Contour labeling entries

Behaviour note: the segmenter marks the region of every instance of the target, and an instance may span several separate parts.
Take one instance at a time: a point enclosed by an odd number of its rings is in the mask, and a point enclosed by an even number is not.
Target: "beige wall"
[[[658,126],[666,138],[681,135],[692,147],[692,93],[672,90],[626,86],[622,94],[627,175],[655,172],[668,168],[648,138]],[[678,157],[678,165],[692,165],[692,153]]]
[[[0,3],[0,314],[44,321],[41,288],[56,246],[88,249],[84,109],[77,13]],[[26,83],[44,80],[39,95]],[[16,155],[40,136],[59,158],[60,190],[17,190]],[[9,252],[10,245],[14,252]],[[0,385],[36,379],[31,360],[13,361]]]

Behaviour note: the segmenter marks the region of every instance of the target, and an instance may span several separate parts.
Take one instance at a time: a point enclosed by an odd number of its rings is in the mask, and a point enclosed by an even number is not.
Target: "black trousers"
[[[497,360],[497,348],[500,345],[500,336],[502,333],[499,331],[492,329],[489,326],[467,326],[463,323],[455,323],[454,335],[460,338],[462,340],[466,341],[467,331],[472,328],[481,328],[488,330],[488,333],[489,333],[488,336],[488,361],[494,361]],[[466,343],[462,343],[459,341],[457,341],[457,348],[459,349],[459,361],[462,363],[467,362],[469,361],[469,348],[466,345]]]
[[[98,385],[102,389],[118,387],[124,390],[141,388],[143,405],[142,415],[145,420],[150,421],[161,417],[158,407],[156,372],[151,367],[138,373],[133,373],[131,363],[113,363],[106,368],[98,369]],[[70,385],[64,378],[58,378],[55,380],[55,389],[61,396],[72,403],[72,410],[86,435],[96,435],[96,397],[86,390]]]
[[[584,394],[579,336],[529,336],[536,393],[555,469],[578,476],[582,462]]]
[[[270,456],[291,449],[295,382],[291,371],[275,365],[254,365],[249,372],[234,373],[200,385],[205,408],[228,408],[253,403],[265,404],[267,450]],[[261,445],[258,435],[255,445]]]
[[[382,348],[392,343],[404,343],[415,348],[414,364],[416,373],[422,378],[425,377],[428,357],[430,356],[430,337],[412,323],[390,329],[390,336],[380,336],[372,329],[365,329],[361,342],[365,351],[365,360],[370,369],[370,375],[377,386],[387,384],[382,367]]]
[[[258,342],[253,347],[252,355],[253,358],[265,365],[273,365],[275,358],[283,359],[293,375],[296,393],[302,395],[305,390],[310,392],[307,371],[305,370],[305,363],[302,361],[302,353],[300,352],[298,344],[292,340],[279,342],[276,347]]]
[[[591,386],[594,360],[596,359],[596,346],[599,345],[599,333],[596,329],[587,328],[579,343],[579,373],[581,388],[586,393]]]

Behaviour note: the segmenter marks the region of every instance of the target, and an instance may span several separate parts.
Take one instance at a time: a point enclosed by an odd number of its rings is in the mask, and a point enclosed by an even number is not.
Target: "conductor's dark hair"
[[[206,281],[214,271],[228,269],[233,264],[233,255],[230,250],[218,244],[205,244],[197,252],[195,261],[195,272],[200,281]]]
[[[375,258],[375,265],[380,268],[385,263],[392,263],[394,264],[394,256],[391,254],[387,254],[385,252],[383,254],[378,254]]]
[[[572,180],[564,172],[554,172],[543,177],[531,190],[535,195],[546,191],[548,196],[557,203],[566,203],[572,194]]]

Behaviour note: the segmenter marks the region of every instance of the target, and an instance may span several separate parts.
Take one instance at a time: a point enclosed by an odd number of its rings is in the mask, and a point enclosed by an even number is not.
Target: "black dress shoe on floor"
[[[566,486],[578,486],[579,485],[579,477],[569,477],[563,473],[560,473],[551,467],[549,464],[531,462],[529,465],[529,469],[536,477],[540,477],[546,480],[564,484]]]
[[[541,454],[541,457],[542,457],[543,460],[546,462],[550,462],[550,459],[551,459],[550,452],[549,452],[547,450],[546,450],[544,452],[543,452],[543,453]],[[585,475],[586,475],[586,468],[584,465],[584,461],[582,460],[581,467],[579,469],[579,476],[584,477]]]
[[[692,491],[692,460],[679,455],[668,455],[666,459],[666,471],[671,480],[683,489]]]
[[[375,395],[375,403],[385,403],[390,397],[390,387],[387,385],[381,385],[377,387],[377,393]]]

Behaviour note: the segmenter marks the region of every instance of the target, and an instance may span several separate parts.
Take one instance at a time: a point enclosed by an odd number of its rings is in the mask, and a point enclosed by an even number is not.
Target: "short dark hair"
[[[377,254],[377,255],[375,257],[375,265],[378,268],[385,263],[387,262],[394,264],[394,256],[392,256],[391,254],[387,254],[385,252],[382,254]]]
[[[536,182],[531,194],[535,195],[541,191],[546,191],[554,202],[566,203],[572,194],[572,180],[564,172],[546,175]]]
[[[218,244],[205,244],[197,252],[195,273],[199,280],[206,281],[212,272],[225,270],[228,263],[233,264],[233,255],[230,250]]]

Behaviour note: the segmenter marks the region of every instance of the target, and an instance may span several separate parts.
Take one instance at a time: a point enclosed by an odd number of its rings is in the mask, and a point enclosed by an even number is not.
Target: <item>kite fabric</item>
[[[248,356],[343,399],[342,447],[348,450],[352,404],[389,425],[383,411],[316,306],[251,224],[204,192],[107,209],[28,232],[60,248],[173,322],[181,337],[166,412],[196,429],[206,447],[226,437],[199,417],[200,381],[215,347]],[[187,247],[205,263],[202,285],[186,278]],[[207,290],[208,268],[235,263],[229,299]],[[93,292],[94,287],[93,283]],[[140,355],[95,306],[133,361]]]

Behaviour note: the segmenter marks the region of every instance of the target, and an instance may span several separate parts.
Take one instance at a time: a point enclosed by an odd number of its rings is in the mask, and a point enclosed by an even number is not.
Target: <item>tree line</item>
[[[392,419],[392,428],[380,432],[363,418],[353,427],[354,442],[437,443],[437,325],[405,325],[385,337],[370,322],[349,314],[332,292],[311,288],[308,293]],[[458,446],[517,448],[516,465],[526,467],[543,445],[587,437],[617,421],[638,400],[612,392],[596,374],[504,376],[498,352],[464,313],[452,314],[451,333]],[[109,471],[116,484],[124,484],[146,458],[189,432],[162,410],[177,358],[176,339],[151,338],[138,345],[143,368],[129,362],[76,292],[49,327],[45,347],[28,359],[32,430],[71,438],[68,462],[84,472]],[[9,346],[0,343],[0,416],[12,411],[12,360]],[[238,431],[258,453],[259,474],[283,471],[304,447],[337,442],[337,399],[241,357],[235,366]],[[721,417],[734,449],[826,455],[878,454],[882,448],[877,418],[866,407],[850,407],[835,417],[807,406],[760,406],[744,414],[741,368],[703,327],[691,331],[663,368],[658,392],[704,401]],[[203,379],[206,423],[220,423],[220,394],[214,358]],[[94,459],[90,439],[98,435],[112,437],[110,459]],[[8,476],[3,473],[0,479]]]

**AIM**
The listing above should be transcribed in full, exactly as written.

**EXERCISE OUTPUT**
Behaviour note: the segmenter marks the region of every instance of the target, and an instance may span several separate parts.
Take one instance at a time: a point enclosed by an odd number of its rings is in the mask, and a point enclosed by an even number is not.
Target: "beige wall"
[[[658,126],[666,138],[681,135],[692,147],[692,93],[672,90],[626,86],[622,94],[627,175],[655,172],[668,168],[648,138]],[[678,157],[678,165],[692,165],[692,153]]]
[[[0,3],[0,314],[44,321],[41,288],[56,246],[88,249],[84,109],[77,13]],[[26,83],[44,80],[39,95]],[[16,155],[40,136],[59,158],[60,190],[17,190]],[[9,252],[10,245],[14,252]],[[0,385],[36,379],[31,360],[13,361]]]

Behaviour note: the segmenter marks the region of every instance of the target, and an instance may span several separate parts.
Take one instance at a time: a point enclosed by an odd number of its rings is in the mask, and a point enclosed by an even number is not.
Target: "black trousers"
[[[497,360],[497,348],[500,345],[500,336],[502,333],[499,331],[492,329],[489,326],[467,326],[463,323],[455,323],[454,335],[460,338],[462,340],[466,341],[467,331],[472,328],[481,328],[488,330],[488,333],[489,333],[488,336],[488,361],[494,361]],[[466,343],[462,343],[459,341],[457,341],[457,348],[459,349],[459,361],[462,363],[467,362],[469,361],[469,348],[466,345]]]
[[[98,385],[102,389],[118,387],[124,390],[141,388],[143,405],[142,415],[145,420],[150,421],[161,417],[158,407],[156,372],[151,367],[138,373],[133,373],[131,363],[113,363],[106,368],[98,369]],[[70,385],[64,378],[58,378],[55,380],[55,389],[61,396],[72,403],[72,410],[86,435],[96,435],[96,397],[86,390]]]
[[[584,394],[579,336],[529,336],[536,393],[555,469],[578,476],[582,462]]]
[[[270,456],[291,449],[295,382],[291,371],[275,365],[254,365],[249,372],[234,373],[200,385],[205,408],[228,408],[253,403],[265,404],[267,450]],[[261,445],[258,435],[255,445]]]
[[[382,348],[392,343],[404,343],[415,348],[414,364],[416,373],[422,378],[425,377],[428,357],[430,356],[430,337],[412,323],[390,329],[390,336],[380,336],[372,329],[365,329],[361,342],[365,351],[365,360],[370,369],[370,375],[377,386],[387,384],[382,367]]]
[[[258,342],[253,347],[252,355],[253,358],[265,365],[273,365],[275,358],[283,359],[293,375],[296,393],[302,395],[305,390],[310,392],[307,371],[305,370],[305,363],[302,361],[302,353],[300,352],[298,344],[292,340],[279,342],[276,347]]]
[[[591,386],[594,360],[596,359],[596,346],[599,345],[599,333],[596,329],[587,328],[579,343],[579,373],[581,388],[586,393]]]

Behaviour note: the segmenter marks the region of every instance of the target, and an instance may span several separate parts.
Take one instance at a time: a point enclosed by an odd number of its rings is in the mask, and a point enclosed by an even number is not.
Target: "conductor's dark hair"
[[[206,281],[214,271],[228,269],[233,264],[233,255],[230,250],[218,244],[205,244],[197,252],[195,261],[195,272],[200,281]]]
[[[375,258],[375,265],[380,268],[385,263],[392,263],[394,264],[394,256],[391,254],[387,254],[385,252],[383,254],[378,254]]]
[[[572,180],[564,172],[554,172],[543,177],[531,190],[535,195],[546,191],[548,196],[557,203],[566,203],[572,194]]]

Behaviour note: the segmenter marks the region of every instance of the target, and an instance may span several separate parts.
Take one instance at a time: a point enclosed by an odd number of its rings is in the mask, and a point enclosed by an even number is not.
Target: "black dress shoe on floor"
[[[566,486],[578,486],[579,485],[579,477],[569,477],[563,473],[560,473],[551,467],[549,464],[531,462],[529,465],[529,469],[536,477],[540,477],[546,480],[564,484]]]
[[[541,454],[541,457],[542,457],[543,460],[546,462],[550,462],[550,459],[551,459],[550,452],[549,452],[547,450],[546,450],[544,452],[543,452],[543,453]],[[585,475],[586,475],[586,468],[584,465],[584,461],[582,460],[581,467],[579,469],[579,476],[584,477]]]
[[[692,491],[692,460],[679,455],[668,455],[666,459],[666,471],[671,480],[683,489]]]
[[[375,395],[375,403],[385,403],[390,397],[390,387],[387,385],[381,385],[377,387],[377,393]]]

Behaviour note: the segmenter marks the region of every instance of the target, and an instance may span several separate parts.
Take one instance at a time: a point enclosed by an odd number of its rings is in the mask, and a point enclosed by an even number is not.
Target: "short dark hair"
[[[377,254],[377,255],[375,257],[375,265],[378,268],[385,263],[387,262],[394,264],[394,256],[392,256],[391,254],[387,254],[385,252],[382,254]]]
[[[536,182],[531,194],[535,195],[541,191],[546,191],[554,202],[566,203],[572,194],[572,180],[564,172],[546,175]]]
[[[218,244],[205,244],[197,252],[195,273],[199,280],[206,281],[212,272],[225,270],[228,263],[233,264],[233,255],[230,250]]]

Behaviour note: the segmenter marks the region of every instance of the target, and an instance may span several separate parts.
Take one instance at a time: a point enclosed by an odd number of its rings is in the mask, and a point enclosed by an even number is not.
Target: <item>kite fabric</item>
[[[248,356],[343,399],[342,447],[348,450],[352,404],[389,425],[383,411],[316,306],[251,224],[204,192],[107,209],[28,232],[60,248],[173,322],[181,337],[166,412],[196,429],[206,447],[226,437],[199,417],[200,381],[215,347]],[[187,247],[205,263],[202,285],[186,278]],[[207,290],[208,268],[235,263],[229,299]],[[93,292],[94,287],[93,283]],[[140,355],[95,306],[133,361]]]

Behaviour note: the segmenter marks the region of every instance of the target, and an instance may span several separate parts.
Take one instance at a time: a point enclosed by an odd number of its rings is in the mask, and a point enclosed by an even number is not.
Target: <item>tree line</item>
[[[392,419],[392,428],[380,432],[363,418],[353,427],[354,442],[437,443],[437,325],[405,325],[385,337],[370,322],[349,314],[332,292],[311,288],[308,293]],[[458,446],[517,448],[516,465],[526,467],[543,445],[587,437],[617,421],[638,400],[612,392],[596,374],[504,376],[498,352],[464,313],[452,314],[451,333]],[[109,471],[116,484],[124,484],[146,458],[189,432],[162,410],[177,358],[176,339],[151,338],[138,345],[143,368],[129,362],[76,292],[49,327],[45,347],[28,359],[32,430],[71,438],[68,462],[84,472]],[[9,346],[0,343],[0,416],[12,411],[12,360]],[[238,431],[258,453],[259,474],[283,471],[304,447],[337,442],[337,399],[241,357],[235,366]],[[721,417],[734,449],[826,455],[878,454],[882,448],[877,418],[866,407],[850,407],[835,417],[807,406],[760,406],[744,414],[741,368],[703,327],[691,331],[663,368],[658,392],[704,401]],[[203,379],[206,423],[220,423],[220,394],[214,358]],[[94,459],[90,439],[98,435],[112,437],[110,459]],[[8,476],[3,473],[0,479]]]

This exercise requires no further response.